[Photo-based referring expression data]
=-=-=-=-=

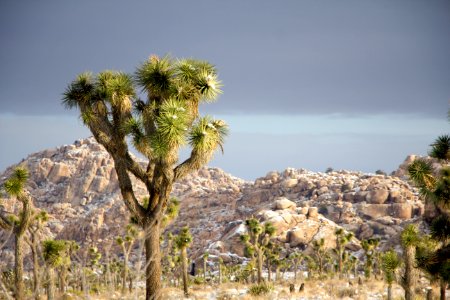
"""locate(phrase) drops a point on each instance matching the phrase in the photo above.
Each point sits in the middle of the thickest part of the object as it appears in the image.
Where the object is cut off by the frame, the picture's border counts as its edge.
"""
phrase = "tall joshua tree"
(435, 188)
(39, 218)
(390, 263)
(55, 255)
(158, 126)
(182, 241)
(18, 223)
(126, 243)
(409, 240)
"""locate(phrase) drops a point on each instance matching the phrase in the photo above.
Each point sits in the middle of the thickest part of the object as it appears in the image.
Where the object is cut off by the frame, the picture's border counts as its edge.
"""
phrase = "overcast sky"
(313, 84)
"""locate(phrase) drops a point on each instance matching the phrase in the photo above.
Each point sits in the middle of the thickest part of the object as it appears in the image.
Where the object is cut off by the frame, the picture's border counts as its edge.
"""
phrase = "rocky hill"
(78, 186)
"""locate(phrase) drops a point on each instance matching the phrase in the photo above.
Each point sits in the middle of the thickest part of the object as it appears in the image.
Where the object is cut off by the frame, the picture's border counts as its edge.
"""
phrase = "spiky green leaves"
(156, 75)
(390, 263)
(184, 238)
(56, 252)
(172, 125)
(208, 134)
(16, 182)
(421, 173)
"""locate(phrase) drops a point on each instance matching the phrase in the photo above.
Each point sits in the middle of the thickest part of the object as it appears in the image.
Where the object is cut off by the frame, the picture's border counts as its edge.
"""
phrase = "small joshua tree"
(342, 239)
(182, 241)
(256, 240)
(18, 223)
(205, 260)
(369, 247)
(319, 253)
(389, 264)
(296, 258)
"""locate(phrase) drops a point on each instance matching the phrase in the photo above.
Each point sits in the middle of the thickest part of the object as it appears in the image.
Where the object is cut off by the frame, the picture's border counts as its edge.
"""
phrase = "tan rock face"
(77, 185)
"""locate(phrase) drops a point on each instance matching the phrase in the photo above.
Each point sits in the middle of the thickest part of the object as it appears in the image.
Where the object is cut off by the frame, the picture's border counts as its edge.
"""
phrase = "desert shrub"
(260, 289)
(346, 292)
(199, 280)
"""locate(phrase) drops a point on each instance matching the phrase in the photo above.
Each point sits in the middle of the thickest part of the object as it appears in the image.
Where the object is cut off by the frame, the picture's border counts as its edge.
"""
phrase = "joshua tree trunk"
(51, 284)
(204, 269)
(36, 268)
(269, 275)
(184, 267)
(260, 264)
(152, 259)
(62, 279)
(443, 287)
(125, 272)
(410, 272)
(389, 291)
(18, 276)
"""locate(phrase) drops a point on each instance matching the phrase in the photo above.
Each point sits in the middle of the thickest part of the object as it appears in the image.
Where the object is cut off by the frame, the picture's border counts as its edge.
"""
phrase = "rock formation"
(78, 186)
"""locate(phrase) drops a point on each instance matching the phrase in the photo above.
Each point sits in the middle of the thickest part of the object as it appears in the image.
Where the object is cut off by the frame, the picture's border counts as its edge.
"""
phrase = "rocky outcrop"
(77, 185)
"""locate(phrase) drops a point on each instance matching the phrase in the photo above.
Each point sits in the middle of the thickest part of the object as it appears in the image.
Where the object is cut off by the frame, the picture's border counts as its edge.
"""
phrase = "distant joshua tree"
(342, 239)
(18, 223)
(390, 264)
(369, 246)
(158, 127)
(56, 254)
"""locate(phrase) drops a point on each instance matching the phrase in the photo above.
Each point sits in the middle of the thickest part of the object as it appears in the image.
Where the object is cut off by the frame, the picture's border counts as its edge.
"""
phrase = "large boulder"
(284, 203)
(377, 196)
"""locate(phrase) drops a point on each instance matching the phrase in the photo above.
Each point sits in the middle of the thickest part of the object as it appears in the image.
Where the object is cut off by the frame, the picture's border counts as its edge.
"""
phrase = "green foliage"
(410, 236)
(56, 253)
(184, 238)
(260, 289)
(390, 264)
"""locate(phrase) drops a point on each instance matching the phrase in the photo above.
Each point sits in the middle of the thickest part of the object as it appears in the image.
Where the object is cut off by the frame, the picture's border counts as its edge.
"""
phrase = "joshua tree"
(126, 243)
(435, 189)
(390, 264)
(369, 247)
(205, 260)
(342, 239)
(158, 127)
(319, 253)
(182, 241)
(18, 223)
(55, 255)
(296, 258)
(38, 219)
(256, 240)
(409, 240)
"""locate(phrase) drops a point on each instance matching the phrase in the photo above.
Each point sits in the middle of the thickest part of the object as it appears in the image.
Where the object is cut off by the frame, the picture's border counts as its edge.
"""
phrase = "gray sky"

=-=-=-=-=

* **The problem**:
What is needed is an exact repeat of the records, with every picture left out.

* **Answer**:
"""locate(phrase) drops a point on each instance matching the phrase in the photo above.
Each point sits in the middle of the thickest part of the object as it appears in the image.
Where the object is cut off by the frame, the picture's border counts as its edge.
"""
phrase = "tall joshua tree"
(435, 188)
(39, 218)
(390, 263)
(55, 255)
(158, 126)
(182, 241)
(18, 223)
(126, 243)
(409, 240)
"""locate(phrase) drops a point on each instance matching the phrase in the photo above.
Each point sits in the middle of the thickest part of the object as it appears in the image.
Where the object is cut off by the frame, the picture's border counts as its edge.
"""
phrase = "overcast sky"
(313, 84)
"""locate(phrase) drops a point on each instance matching the phrase in the photo above.
Each point sits in the middle of the thickest part of the object as it appears in the image.
Where the object is cut off by the frame, the picture's border counts as its edge.
"""
phrase = "rocky hill"
(78, 186)
"""locate(phrase) drops a point on each instance matching the phrase in the photo above.
Each point sits in the middle of the thickest part of the object as it appears in the image.
Where the object is cut off by the frame, the picture's border counts as its edge.
"""
phrase = "spiky green leaves"
(156, 75)
(390, 263)
(184, 238)
(56, 252)
(172, 125)
(208, 134)
(16, 182)
(421, 173)
"""locate(phrase) drops a point on each instance matching the phrase in the photo above.
Each point sits in the middle of the thickest part of the object as it appears in the image.
Where the object is cut off by the frame, the picture's border counts as its edge.
"""
phrase = "small joshua tree"
(342, 239)
(182, 241)
(256, 240)
(18, 223)
(205, 260)
(369, 247)
(319, 253)
(389, 264)
(296, 258)
"""locate(phrase) drops a point on each instance matching the phrase in the photo above.
Each point sits in the middle of the thickest part of the object as it appears in the image.
Where the object is cut off by the frame, the picture's border counts as its edge.
"""
phrase = "tan rock face"
(77, 185)
"""locate(phrase) drops a point on each instance matching the phrase in the photo above.
Each point sits in the middle of the thickest part of the object as it appears in the image.
Where the object is cut off by the frame, the picture's border counts as its edge.
"""
phrase = "desert shrub"
(260, 289)
(346, 292)
(199, 280)
"""locate(phrase) drops a point on each instance matching the phrase in the photo above.
Each point sits in the middle of the thickest part of the object as it appears in the image.
Where the object is cut off by the frame, the picture's border counts as its edge.
"""
phrase = "joshua tree trunk"
(51, 284)
(204, 269)
(36, 268)
(269, 275)
(184, 267)
(260, 264)
(152, 259)
(62, 279)
(443, 287)
(125, 272)
(410, 272)
(389, 291)
(18, 276)
"""locate(phrase) drops a point on each instance matching the phrase in the photo above.
Each point sits in the middle of the thickest part of the object as it appears in the image.
Where the object is cut off by the frame, the picture's border counts as its edge.
"""
phrase = "rock formation"
(78, 186)
"""locate(phrase) drops a point on each instance matching the phrase in the photo above.
Each point sits in the middle of the thickest part of the object as it appears in the image.
Where the object is cut off by the frame, the picture's border counts as its edge.
"""
phrase = "rocky outcrop"
(77, 185)
"""locate(phrase) drops a point on each instance matching the phrase in the photo above.
Each point sits in the middle of the thickest part of the object as it appears in the image.
Where the object is cut off by the frame, the picture's border counts as its edge.
"""
phrase = "distant joshua tree"
(342, 239)
(18, 223)
(390, 264)
(369, 246)
(158, 127)
(56, 254)
"""locate(phrase) drops a point on each instance matching the phrase in the photo above.
Each point sits in the middle of the thickest part of the object as it appears in the image.
Where the object is cut off by the frame, the picture's border counts as its edge.
"""
phrase = "large boulder"
(284, 203)
(377, 196)
"""locate(phrase) drops a point on each instance matching the phrase in the photo above.
Each point sits in the middle of the thickest part of the object as it appears in the image.
Where the object is cut off by the frame, the picture's border counts as its edge.
"""
phrase = "green foliage"
(410, 236)
(56, 253)
(184, 238)
(260, 289)
(390, 264)
"""locate(phrase) drops a point on each instance matching the phrase in the photo above.
Each point sits in the middle of the thickest part of the object as it appears in the image.
Where the object is cut off by the frame, the picture's border counts as its edge.
"""
phrase = "joshua tree"
(126, 243)
(435, 189)
(390, 264)
(369, 247)
(205, 260)
(342, 239)
(158, 127)
(319, 253)
(182, 241)
(18, 223)
(55, 255)
(296, 258)
(38, 219)
(256, 240)
(409, 240)
"""locate(phrase) drops a point on each instance matching the phrase in the photo above.
Each point sits in the middle of the thickest part of the object as it appears in the image.
Where the object is cut off by the frame, the picture's border counts as its edge.
"""
phrase = "gray sky"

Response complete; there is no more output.